*** Exercise input ***

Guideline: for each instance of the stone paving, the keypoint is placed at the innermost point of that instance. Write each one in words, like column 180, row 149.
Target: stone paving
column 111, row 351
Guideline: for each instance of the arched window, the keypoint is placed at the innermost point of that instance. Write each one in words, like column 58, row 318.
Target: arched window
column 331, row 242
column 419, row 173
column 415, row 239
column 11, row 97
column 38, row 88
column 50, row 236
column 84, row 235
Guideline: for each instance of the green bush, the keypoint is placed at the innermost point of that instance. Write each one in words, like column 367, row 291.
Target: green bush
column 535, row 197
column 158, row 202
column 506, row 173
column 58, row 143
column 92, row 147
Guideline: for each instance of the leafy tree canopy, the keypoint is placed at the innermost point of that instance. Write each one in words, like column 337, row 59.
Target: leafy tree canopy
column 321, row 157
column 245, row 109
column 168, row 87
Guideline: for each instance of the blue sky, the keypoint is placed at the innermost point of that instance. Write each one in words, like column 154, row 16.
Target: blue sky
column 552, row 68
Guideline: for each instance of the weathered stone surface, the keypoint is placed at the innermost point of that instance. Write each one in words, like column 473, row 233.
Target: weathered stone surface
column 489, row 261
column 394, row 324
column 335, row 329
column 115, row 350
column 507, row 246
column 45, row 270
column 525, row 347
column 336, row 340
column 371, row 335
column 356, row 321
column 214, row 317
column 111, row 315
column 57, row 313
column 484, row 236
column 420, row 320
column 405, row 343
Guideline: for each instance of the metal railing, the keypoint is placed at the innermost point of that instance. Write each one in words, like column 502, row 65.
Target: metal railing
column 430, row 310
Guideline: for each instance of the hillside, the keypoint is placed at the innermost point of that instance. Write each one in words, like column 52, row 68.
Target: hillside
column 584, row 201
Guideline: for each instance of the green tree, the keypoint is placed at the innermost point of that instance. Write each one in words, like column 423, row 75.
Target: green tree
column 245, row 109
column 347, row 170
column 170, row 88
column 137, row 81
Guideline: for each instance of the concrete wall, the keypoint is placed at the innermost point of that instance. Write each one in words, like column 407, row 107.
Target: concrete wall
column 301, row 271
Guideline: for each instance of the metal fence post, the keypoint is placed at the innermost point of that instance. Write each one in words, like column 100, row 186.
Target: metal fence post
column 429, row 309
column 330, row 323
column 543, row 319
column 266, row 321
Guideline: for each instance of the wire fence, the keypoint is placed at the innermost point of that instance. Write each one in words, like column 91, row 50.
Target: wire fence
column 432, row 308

***

Task => Repeat every line of the records above exactly.

Exercise solution =>
Guideline: for each instance of the stone paving, the keypoint is placed at the innermost point of that instance. Write each one in words, like column 180, row 149.
Target: stone paving
column 111, row 351
Guideline: for each instance of the arched window, the keypoint is placed at the innermost point of that instance. Write each one in words, like column 58, row 318.
Target: arched window
column 331, row 242
column 419, row 173
column 415, row 239
column 11, row 97
column 38, row 88
column 50, row 236
column 84, row 235
Guideline: for each instance of the green bush, the keypoint is placed at the innermost point of that instance. Write each one in words, like column 367, row 291.
Target: green bush
column 535, row 197
column 158, row 202
column 506, row 173
column 58, row 143
column 92, row 147
Guideline: for each instance of the leafy tree canopy, the keypoint is placed at the innermost point of that instance. Write each one in words, like column 337, row 59.
Target: leafy tree canopy
column 321, row 157
column 245, row 109
column 168, row 87
Guideline: for each instance of the blue sky, the keypoint is placed at the innermost point of that instance. Write each one in words, like column 154, row 16.
Target: blue sky
column 552, row 68
Guideline: for each instance of the weathered stone surface, the keypoint is placed at the innermost point of that instance. Write each one in words, like column 473, row 233.
Target: weathered stone surface
column 489, row 261
column 394, row 324
column 335, row 329
column 115, row 350
column 507, row 246
column 45, row 270
column 525, row 347
column 336, row 340
column 371, row 335
column 356, row 321
column 214, row 317
column 111, row 315
column 57, row 313
column 484, row 236
column 420, row 320
column 405, row 343
Guideline: for each instance of the metal railing, the keypoint is placed at the innermost point of that instance. Write each one in words, like column 502, row 65.
Target: metal railing
column 430, row 310
Guideline: for each instance of the hillside, the keypoint is placed at the innermost point of that instance. Write each one in words, like column 52, row 68.
Target: hillside
column 584, row 201
Guideline: for each instance of the green tree, the keypoint is placed at the innermost point of that instance. Write each one in words, like column 423, row 75.
Target: green tree
column 245, row 109
column 347, row 170
column 170, row 88
column 137, row 81
Guideline: for each instance of the concrete wall, the keypoint is placed at the innermost point of that instance. Write each one in words, like column 407, row 107.
Target: concrete wall
column 301, row 271
Guideline: for each instance of the metal fence post, the keypoint is placed at the innermost point of that instance. Write each one in words, like column 100, row 186.
Target: metal fence post
column 429, row 309
column 330, row 323
column 543, row 319
column 266, row 321
Guideline: for each instance of the wire fence, the keypoint is placed at the innermost point of that instance. Write each one in words, like column 91, row 50.
Target: wire fence
column 432, row 308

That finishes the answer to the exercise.